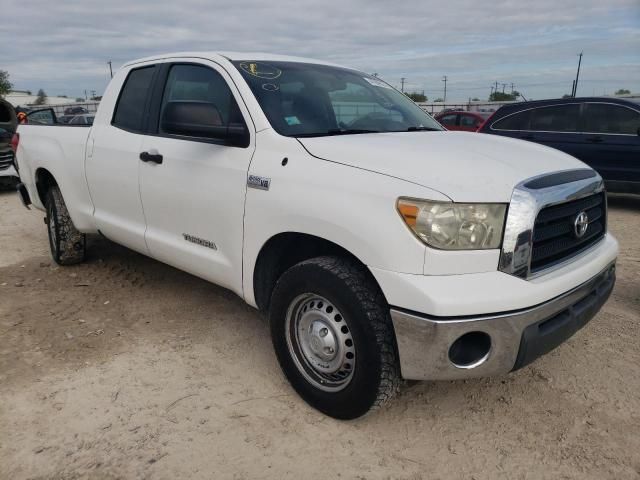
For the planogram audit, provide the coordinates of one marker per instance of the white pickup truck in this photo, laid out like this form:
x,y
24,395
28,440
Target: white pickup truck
x,y
381,247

○ ○ ○ ○ ○

## INSTRUCTIONS FOR THE TASK:
Would you return all of the data above word for word, omitting every picture?

## TASK ANSWER:
For the planogram audit, provide the coordinates of one marker per instance of the white pickup truck in this photo, laid out like this form:
x,y
24,395
28,440
Target: white pickup truck
x,y
381,247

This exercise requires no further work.